*About this task*. In the article on North Carolina's law blocking local anti-discrimination rules, on what date was the Charlotte measure set to take effect?
---- Page extract
The North Carolina state Legislature has passed a law blocking local governments from passing anti-discrimination rules to grant protections to gay and transgender people.

The law comes a month after the city of Charlotte passed a measure protecting gay, lesbian, bisexual and transgender people from being discriminated against by businesses.

That measure was set to go into effect on April 1.

The state's General Assembly wasn't due to meet until late April, but it scheduled a special session — for the first time in 35 years, member station WUNC reports — on Wednesday to respond to the Charlotte measure before it went into effect.

Over the course of 12 hours, the state legislators introduced, debated and passed the bill, and Gov. Pat McCrory signed it into law.

The new law establishes a statewide nondiscrimination ordinance that explicitly supersedes any local nondiscrimination measures. The statewide protections cover race, religion, color, national origin and biological sex — but not sexual orientation or gender identity.

WFAE's Tom Bullock noted a possible implication of those categories: "Since religion is a protected class, and the definition of religion is broad enough, this could be a kind of backdoor religious freedom restoration act — allowing businesses the right to refuse to serve customers based on the owner's religious beliefs."

One word dominated the debate over the bill and the Charlotte ordinance before it: "bathroom."

Charlotte already protected residents from discrimination based on race, age, religion and gender. On Feb. 22, the city council voted to expand those protections to apply to sexual orientation and gender identity, too.
--------
---- Dataset extract
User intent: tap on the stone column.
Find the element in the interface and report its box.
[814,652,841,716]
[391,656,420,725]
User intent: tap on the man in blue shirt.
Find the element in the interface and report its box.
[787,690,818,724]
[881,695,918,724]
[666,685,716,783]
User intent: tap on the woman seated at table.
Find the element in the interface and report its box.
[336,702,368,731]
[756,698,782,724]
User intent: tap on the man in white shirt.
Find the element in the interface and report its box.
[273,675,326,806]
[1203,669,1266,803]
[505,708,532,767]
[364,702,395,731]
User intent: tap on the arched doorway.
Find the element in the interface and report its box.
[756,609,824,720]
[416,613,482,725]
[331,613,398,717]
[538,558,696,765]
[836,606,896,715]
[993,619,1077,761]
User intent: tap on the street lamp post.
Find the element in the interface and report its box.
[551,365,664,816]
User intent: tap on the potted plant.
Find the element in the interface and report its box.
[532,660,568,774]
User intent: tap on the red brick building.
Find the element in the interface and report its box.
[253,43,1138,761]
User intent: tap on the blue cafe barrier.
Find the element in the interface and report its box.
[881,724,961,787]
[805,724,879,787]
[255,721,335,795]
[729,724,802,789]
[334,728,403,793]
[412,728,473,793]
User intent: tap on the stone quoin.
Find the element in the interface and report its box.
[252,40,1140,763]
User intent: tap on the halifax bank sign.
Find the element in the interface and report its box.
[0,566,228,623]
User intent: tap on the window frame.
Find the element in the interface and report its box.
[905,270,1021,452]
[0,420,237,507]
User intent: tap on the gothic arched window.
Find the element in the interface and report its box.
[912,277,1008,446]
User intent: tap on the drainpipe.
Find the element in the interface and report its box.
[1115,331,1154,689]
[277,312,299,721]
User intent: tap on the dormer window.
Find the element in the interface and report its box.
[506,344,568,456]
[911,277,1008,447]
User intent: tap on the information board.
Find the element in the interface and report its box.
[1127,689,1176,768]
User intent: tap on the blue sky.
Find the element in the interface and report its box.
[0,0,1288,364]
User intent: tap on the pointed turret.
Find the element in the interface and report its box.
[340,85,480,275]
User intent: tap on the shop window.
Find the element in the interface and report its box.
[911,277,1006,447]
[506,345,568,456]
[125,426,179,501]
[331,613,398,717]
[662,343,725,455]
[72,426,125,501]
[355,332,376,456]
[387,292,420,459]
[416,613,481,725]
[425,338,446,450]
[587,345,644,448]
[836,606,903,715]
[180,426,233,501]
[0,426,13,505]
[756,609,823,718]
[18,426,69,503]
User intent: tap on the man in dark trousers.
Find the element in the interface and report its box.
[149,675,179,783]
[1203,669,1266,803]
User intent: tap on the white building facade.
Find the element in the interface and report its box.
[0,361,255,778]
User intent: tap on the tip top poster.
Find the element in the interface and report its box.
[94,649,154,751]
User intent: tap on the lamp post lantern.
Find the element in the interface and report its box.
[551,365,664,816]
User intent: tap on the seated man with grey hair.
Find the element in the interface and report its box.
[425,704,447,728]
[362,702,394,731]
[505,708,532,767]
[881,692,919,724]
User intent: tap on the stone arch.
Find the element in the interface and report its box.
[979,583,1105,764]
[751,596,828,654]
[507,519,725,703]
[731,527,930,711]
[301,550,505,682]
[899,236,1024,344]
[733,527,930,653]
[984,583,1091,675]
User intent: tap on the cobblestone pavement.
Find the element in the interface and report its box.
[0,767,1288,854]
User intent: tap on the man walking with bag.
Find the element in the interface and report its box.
--------
---- Dataset extract
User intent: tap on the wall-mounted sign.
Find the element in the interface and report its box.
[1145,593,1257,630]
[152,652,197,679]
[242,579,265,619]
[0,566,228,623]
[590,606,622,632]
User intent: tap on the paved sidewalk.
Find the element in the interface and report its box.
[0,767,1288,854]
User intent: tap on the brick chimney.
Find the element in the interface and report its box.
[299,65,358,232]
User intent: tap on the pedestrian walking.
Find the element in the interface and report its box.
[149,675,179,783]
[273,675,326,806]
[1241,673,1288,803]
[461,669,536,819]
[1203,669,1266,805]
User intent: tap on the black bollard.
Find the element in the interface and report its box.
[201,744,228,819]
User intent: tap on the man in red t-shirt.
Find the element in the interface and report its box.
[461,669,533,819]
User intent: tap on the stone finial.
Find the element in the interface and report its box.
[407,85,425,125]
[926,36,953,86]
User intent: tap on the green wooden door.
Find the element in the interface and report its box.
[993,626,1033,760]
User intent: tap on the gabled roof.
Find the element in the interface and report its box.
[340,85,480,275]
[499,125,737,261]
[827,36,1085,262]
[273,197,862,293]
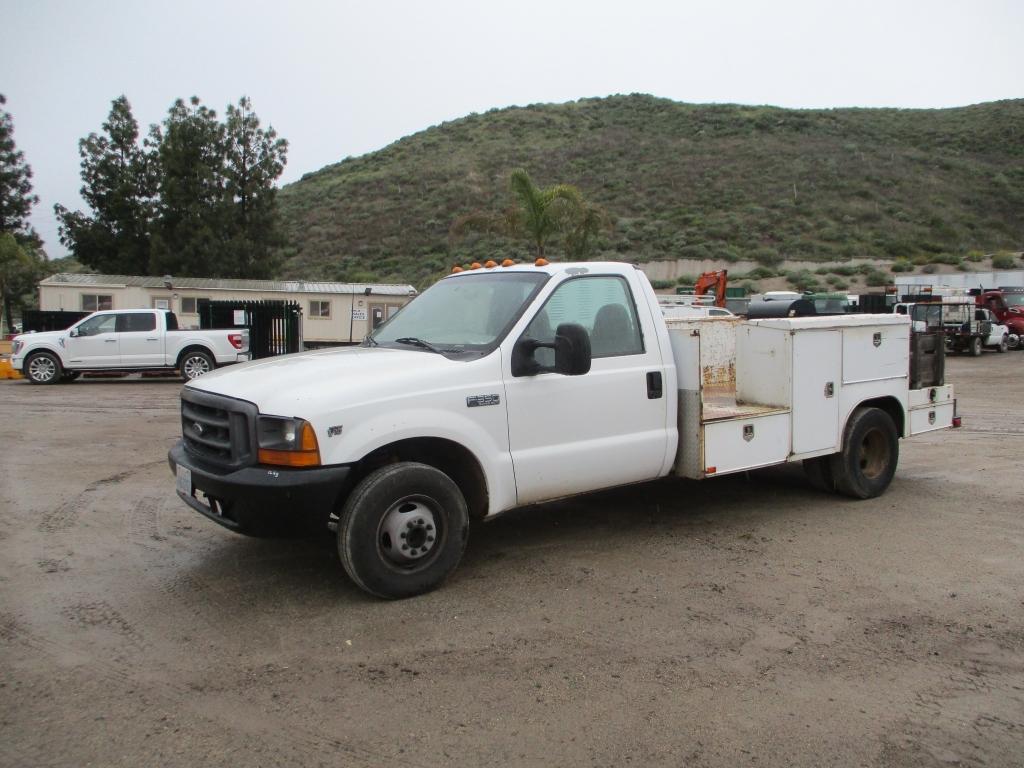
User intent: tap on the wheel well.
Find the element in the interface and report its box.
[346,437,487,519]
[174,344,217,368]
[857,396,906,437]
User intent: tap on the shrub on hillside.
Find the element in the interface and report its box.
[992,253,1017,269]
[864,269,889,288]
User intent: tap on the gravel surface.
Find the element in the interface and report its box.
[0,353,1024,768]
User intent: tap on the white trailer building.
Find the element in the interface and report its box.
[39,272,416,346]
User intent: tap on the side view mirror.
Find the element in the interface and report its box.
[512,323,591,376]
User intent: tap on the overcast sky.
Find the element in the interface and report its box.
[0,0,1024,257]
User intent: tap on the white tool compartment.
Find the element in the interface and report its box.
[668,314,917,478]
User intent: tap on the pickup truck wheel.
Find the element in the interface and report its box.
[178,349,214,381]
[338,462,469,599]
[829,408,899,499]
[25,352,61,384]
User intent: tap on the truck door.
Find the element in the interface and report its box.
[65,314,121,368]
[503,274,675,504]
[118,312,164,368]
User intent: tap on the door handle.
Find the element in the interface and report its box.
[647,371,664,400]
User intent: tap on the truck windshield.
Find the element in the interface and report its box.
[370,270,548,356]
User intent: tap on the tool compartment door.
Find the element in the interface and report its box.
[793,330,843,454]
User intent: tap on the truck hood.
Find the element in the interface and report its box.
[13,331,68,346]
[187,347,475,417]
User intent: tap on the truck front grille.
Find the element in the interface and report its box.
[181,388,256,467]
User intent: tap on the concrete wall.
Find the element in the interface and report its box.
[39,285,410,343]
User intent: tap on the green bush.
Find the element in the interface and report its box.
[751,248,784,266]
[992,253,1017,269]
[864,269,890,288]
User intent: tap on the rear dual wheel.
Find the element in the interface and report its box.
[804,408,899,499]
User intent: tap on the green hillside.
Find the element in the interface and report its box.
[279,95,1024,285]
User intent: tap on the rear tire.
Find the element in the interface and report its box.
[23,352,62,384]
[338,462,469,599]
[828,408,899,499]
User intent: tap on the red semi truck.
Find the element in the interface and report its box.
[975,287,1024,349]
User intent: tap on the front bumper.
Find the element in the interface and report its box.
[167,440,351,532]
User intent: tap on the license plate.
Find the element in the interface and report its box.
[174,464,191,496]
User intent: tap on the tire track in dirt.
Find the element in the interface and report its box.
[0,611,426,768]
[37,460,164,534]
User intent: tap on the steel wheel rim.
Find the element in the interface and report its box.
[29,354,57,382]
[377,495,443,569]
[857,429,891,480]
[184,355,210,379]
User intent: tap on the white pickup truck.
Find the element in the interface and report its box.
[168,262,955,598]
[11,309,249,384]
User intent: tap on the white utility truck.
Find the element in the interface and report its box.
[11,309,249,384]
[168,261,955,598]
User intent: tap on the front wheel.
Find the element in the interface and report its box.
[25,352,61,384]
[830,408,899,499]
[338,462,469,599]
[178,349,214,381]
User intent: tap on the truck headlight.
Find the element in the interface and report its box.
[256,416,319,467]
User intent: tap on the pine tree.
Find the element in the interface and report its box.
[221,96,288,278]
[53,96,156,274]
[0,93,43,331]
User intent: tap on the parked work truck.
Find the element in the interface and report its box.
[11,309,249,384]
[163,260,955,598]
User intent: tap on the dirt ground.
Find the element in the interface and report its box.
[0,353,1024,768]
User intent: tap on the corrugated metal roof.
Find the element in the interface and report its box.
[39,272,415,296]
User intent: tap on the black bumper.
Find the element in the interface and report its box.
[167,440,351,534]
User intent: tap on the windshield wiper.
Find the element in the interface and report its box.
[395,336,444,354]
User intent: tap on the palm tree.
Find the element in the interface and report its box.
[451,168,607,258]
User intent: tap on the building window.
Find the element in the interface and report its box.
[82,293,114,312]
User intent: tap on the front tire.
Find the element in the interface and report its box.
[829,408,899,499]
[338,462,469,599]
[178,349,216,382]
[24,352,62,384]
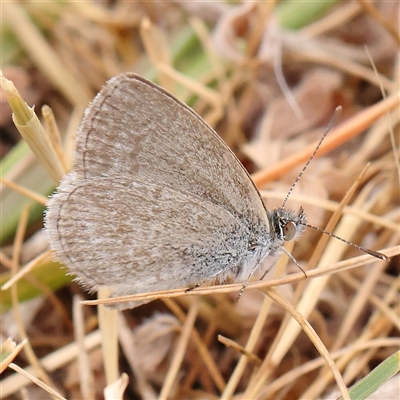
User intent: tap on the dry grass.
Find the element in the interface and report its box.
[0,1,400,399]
--------
*Your solution*. April 1